◆ **GOAL**: Pick out every line of the material that contains the string "mask" and copy it. Case counts.

◆ **RECORD SET**:
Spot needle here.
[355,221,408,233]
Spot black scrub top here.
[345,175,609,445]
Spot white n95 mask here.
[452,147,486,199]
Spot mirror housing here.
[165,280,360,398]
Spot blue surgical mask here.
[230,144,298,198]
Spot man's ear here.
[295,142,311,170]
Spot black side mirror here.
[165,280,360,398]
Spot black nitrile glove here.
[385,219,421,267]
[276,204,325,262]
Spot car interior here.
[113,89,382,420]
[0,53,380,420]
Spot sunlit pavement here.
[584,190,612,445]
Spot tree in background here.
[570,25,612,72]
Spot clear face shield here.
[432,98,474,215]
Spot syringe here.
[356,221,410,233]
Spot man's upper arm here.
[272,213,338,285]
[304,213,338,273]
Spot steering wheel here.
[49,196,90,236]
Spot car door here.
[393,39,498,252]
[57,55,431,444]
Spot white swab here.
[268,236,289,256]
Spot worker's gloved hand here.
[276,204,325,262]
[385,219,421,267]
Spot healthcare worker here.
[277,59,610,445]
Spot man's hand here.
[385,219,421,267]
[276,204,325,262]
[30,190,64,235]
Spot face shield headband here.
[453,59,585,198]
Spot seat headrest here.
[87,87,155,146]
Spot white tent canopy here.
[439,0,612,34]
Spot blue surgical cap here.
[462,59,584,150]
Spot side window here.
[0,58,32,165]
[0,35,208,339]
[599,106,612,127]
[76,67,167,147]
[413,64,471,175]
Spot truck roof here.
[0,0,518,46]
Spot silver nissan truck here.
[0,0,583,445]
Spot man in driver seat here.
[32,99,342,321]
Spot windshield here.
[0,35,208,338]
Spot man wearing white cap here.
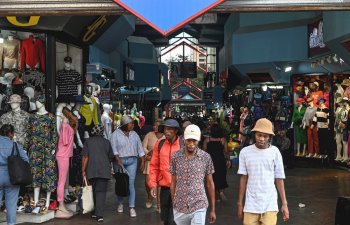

◆ **RIGHT ANSWER**:
Spot white n95 mask here.
Spot blue surgical mask here.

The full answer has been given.